**Brief**
Locate every line in the entries below that contains the word "beach" and copy each of those lines in full.

**Record list**
* * *

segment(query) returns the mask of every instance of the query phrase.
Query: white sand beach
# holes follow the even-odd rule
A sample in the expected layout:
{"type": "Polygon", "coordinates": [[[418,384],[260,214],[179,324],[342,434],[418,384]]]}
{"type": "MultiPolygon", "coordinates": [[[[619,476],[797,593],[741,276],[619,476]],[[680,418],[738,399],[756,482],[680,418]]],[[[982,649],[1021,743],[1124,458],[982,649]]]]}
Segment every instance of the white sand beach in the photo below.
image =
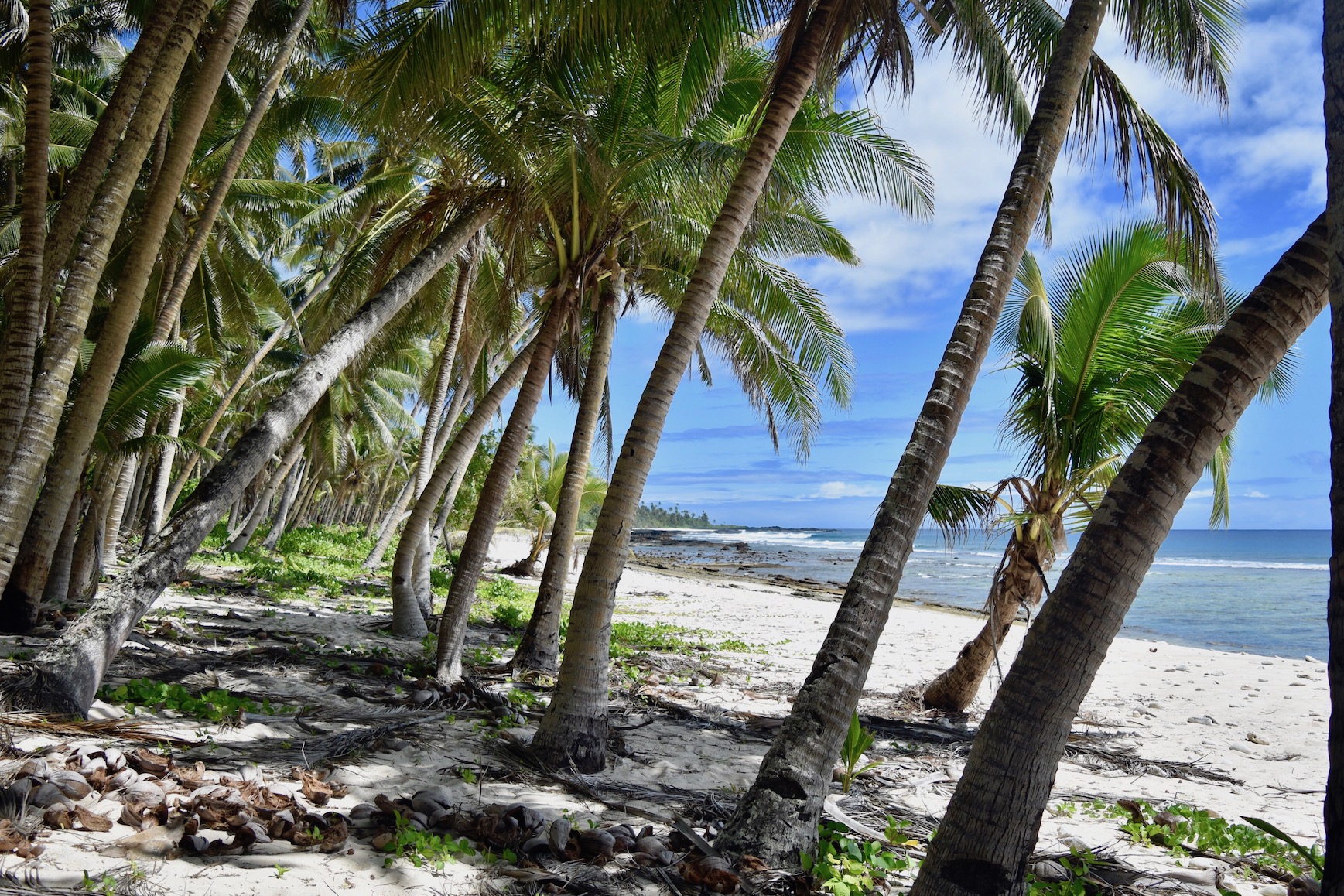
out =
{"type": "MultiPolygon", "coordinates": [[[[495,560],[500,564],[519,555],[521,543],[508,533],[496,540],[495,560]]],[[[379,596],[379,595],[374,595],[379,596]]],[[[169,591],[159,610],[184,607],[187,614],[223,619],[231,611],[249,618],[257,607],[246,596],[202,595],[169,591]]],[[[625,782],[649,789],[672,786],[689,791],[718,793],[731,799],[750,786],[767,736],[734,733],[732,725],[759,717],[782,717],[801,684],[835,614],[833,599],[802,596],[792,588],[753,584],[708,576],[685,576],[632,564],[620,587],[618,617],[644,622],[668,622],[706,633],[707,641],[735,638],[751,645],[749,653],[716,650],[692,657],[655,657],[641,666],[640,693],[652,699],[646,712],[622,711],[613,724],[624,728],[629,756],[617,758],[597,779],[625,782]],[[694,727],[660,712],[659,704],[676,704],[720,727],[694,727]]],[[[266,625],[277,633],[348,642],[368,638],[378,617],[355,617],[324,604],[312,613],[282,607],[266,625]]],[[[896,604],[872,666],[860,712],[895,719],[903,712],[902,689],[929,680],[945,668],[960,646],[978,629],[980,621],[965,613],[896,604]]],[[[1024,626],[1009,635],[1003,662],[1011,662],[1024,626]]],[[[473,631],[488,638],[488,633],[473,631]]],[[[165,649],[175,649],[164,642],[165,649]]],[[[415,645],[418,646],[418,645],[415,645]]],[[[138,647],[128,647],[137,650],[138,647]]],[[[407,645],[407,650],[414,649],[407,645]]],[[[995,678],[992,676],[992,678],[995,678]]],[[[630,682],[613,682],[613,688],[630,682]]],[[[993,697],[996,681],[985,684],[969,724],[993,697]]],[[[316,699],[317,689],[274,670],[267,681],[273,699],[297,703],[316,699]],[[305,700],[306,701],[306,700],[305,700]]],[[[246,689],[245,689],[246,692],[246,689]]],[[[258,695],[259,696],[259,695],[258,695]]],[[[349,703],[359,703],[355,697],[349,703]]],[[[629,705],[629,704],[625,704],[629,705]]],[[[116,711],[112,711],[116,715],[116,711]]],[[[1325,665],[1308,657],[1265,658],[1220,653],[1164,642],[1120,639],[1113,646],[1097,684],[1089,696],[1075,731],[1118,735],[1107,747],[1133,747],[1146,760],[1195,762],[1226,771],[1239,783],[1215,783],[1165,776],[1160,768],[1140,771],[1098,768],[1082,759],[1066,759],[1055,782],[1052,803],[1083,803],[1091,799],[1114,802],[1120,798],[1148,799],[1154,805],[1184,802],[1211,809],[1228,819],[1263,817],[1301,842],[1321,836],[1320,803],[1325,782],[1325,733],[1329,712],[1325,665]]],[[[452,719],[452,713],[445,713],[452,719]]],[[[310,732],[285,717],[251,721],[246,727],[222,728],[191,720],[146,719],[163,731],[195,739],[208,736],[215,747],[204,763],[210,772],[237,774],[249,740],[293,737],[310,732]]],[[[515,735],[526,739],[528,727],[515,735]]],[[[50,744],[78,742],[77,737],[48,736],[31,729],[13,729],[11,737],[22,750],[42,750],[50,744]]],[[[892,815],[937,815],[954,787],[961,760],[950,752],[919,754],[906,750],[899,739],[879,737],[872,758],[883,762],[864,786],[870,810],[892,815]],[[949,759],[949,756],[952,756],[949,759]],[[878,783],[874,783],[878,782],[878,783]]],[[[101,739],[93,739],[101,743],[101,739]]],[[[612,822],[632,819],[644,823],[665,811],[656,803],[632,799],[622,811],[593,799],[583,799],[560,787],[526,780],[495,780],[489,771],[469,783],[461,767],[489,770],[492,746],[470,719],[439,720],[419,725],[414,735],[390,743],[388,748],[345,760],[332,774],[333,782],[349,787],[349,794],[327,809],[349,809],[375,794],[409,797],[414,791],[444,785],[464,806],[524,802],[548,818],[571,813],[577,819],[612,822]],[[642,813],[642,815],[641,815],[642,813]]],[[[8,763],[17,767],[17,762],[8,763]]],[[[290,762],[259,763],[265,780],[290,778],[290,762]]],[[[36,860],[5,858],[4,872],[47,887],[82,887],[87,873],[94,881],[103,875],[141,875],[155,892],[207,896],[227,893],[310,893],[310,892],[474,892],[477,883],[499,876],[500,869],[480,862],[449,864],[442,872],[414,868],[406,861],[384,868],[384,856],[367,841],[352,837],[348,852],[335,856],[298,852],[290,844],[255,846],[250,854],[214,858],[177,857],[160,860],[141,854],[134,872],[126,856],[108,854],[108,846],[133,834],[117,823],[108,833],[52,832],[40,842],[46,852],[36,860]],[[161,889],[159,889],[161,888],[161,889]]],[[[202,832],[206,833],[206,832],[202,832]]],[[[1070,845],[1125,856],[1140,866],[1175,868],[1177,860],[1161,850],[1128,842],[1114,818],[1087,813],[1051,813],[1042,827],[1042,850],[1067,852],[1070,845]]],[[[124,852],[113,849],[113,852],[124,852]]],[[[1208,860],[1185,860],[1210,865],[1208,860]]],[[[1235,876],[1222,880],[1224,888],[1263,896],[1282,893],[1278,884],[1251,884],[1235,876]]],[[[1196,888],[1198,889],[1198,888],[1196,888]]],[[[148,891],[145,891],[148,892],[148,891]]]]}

* * *

**Output below**
Query: white sand beach
Segment every instance of the white sand beach in the photo below.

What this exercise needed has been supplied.